RECORDS TO PROCESS
--------------------------------------------------

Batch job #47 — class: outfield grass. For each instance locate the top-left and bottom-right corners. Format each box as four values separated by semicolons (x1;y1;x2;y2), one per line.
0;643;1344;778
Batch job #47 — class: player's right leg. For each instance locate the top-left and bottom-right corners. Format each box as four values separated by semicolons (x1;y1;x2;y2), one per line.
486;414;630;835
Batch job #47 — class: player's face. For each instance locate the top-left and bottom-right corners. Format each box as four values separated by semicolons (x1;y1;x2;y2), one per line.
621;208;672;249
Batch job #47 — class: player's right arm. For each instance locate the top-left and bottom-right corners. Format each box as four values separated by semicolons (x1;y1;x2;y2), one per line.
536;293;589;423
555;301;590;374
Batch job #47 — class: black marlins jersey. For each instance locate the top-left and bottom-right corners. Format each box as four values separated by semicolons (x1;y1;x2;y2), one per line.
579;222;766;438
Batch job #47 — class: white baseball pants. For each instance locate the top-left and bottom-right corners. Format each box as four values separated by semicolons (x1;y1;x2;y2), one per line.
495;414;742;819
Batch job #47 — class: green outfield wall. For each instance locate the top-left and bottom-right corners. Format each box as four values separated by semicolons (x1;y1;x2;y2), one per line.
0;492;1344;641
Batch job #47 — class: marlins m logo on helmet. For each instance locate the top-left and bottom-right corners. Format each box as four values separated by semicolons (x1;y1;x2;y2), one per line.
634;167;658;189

--------------------------------------------------

WHAT YOU HAVE TO DO
Recast the listing lines starting at the one containing "Batch job #47 — class: black" and ending at the one containing "579;222;766;438" as a numbered list, omitting any blank lines.

OUTPUT OF THE EXERCISE
1. Batch job #47 — class: black marlins jersey. For each instance locate the top-left and bottom-right corners. Format each box as four values separated by semicolons (x1;y1;x2;y2), one per line.
2. 579;222;766;438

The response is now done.